- _Exercise data_
□ □ □

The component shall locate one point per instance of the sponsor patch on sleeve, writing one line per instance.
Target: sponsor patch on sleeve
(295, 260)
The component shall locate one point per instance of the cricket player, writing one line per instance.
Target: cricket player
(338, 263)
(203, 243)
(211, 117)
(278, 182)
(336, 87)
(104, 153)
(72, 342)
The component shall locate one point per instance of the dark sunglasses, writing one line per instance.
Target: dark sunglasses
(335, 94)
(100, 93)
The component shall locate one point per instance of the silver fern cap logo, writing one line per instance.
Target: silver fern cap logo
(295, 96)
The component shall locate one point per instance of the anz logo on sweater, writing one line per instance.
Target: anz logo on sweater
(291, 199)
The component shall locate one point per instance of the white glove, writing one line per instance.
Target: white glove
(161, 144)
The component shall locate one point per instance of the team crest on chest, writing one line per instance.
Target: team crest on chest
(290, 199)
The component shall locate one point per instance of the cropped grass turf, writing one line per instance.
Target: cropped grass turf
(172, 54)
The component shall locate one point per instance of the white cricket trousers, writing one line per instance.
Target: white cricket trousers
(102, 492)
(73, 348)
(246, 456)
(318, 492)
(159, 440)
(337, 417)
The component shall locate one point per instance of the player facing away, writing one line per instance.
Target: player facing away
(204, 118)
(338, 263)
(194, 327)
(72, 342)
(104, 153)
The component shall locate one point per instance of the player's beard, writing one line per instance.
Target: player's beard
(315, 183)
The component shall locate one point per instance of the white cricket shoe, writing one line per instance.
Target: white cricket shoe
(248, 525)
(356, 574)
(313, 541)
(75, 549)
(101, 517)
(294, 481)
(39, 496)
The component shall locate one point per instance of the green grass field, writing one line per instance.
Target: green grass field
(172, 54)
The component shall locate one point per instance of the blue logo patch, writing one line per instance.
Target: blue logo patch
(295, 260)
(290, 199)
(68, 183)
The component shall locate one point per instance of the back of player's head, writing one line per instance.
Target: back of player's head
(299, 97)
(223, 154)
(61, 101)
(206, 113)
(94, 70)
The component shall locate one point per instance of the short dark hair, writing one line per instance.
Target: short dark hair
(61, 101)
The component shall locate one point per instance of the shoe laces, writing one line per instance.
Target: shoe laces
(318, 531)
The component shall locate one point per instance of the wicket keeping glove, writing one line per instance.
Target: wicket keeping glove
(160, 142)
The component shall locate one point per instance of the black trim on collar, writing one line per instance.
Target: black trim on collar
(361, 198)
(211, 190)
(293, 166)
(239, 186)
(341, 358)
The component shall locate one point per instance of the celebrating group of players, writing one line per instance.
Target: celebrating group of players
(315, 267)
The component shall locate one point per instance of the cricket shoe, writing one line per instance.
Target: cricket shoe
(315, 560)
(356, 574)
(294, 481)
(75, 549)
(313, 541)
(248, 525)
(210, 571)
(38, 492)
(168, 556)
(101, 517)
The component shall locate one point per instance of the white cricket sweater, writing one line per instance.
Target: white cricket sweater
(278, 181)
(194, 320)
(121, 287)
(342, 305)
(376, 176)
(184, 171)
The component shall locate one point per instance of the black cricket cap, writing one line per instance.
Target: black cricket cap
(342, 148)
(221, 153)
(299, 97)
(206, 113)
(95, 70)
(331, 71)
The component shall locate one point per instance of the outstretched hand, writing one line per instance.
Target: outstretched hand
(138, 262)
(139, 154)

□ □ □

Extract everything in the records above, verbatim, from the line containing "players, writing one line per instance." down to the end of the records, including both ends.

- _Solution below_
The component shall locate one point per instance of the celebrating group of players, writing one line per instance.
Target: celebrating group of players
(315, 267)
The component shall locate one point per instance of the cricket shoe, writing one line per instance.
Target: cricket shoe
(315, 560)
(356, 574)
(294, 481)
(75, 549)
(313, 541)
(248, 525)
(210, 571)
(38, 492)
(168, 556)
(101, 517)
The component shall locate one point per instance of the white cricket sweater, writing one line per instance.
Target: white cricket sweater
(278, 181)
(194, 320)
(121, 287)
(342, 305)
(376, 176)
(184, 171)
The component shall locate one point per instance of the black cricket cap, writing one line per instance.
Target: black cricket cap
(342, 148)
(221, 153)
(299, 97)
(206, 113)
(95, 70)
(331, 71)
The component shall locate one point per instance of the outstretched hand, writing one line per instance.
Target: outstretched hand
(138, 262)
(139, 154)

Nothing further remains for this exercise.